A typical example is a clock multiplexer (MUX). In Verilog, it can be easily coded as:
assign mux_clk = sel ? b_clk : a_clk;

In SDC, you may need to define generated clocks. Something like:
create_clock a_clk -name A_CLK -period ...
create_clock b_clk -name B_CLK -period ...

create_generated_clock mux_inst/Q -name MUX_CLK_A -master A_CLK -source mux_inst/A -combinational
create_generated_clock mux_inst/Q -name MUX_CLK_B -master B_CLK -source mux_inst/B -combinational

So the first problem becomes the multiplexer gate name. With a netlist synthesized from RTL, combinational
gate instances are named arbitrarily (unlike e.g. sequential gates), such as g123, and the name may
change with a new synthesis run. In different cell libraries, gate pin names will differ too and a reusable
SDC would need to proof against the change. Hence the working SDC constraints change to something like:
# The assumption here is that the synthesis tool honors the net name coming out
# of the mux (i.e. `mux_clk`), which is usually so. Otherwise the SDC would have
# no anchor to identify the gate!

set mux_net [get_nets -hier mux_clk];
set mux_out [get_pins -quiet -leaf -of ${mux_net} -filter "pin_direction == out"];
set mux_in_a [...];
set mux_in_b [...];
create_generated_clock ${mux_out} -name ${mux_in_a} -master A_CLK -source mux_inst/A -combinational
create_generated_clock ${mux_out} -name ${mux_in_b} -master B_CLK -source mux_inst/B -combinational

The other problem is that the synthesis tool is free to choose any gates that fit the
combinational function; in particular, multiplexers get often synthesized into AND-OR-NOT
gates despite the library having a specialized MUX gate. Then getting the actual mux_in_a
and mux_in_b pins in a gate-type independent way becomes a grand exercise of SDC coding.
Now consider varying support and differences among SDC interpretters/tools.
* * * * * * *
_Aim_
Please transcribe the passage on clock multiplexers above, starting at "create_clock b_clk -name" and ending at "identify the gate!".

_Dataset extract_
* * * * * * *
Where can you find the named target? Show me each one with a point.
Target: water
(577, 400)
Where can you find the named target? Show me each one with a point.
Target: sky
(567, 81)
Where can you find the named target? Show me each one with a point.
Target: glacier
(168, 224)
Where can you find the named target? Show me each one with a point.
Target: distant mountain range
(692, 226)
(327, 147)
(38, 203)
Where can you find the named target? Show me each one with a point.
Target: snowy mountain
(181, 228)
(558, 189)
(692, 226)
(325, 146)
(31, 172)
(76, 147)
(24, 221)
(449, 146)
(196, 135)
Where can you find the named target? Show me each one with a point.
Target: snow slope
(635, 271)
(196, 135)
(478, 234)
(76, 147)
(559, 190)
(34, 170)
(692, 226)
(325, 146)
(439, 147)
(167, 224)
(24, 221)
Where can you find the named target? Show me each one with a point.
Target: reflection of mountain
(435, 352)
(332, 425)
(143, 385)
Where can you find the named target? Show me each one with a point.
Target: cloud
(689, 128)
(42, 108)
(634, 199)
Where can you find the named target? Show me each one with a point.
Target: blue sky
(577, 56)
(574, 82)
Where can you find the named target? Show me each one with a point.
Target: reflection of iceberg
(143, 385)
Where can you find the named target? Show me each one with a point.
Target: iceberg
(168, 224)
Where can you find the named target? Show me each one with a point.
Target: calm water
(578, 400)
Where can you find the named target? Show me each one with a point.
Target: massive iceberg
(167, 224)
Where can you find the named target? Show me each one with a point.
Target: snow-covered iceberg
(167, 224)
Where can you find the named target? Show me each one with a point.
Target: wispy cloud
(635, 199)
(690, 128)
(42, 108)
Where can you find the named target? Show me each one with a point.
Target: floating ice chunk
* * * * * * *
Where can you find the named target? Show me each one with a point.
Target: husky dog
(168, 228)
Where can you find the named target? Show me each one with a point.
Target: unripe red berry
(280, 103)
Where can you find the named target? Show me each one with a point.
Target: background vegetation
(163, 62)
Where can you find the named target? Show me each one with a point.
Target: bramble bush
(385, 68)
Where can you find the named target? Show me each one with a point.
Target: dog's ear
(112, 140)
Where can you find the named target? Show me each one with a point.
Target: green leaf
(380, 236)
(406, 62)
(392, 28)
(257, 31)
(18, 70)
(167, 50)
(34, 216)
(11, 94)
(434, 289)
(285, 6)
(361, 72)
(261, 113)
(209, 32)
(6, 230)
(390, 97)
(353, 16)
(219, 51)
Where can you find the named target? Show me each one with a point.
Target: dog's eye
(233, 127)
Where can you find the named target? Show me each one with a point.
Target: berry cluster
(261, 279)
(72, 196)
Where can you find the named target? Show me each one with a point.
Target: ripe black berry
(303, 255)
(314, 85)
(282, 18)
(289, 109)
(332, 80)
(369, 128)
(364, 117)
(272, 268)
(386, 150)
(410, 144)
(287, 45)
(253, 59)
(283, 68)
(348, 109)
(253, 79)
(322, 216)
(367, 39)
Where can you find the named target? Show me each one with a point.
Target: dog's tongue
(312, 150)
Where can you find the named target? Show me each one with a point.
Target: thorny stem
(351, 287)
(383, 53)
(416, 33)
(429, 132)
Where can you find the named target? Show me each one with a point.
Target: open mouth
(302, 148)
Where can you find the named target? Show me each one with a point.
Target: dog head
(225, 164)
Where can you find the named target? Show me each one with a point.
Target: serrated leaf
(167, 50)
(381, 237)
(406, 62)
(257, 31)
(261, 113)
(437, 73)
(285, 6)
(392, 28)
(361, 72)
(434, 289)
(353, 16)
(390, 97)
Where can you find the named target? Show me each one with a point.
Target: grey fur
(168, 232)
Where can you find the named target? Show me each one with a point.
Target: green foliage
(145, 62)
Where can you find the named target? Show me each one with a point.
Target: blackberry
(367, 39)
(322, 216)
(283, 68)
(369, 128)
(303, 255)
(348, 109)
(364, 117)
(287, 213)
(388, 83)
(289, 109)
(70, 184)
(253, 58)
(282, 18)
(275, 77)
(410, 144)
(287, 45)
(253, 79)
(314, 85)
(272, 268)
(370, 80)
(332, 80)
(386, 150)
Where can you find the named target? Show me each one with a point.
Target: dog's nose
* * * * * * *
_Solution to this problem_
create_clock b_clk -name B_CLK -period ...

create_generated_clock mux_inst/Q -name MUX_CLK_A -master A_CLK -source mux_inst/A -combinational
create_generated_clock mux_inst/Q -name MUX_CLK_B -master B_CLK -source mux_inst/B -combinational

So the first problem becomes the multiplexer gate name. With a netlist synthesized from RTL, combinational
gate instances are named arbitrarily (unlike e.g. sequential gates), such as g123, and the name may
change with a new synthesis run. In different cell libraries, gate pin names will differ too and a reusable
SDC would need to proof against the change. Hence the working SDC constraints change to something like:
# The assumption here is that the synthesis tool honors the net name coming out
# of the mux (i.e. `mux_clk`), which is usually so. Otherwise the SDC would have
# no anchor to identify the gate!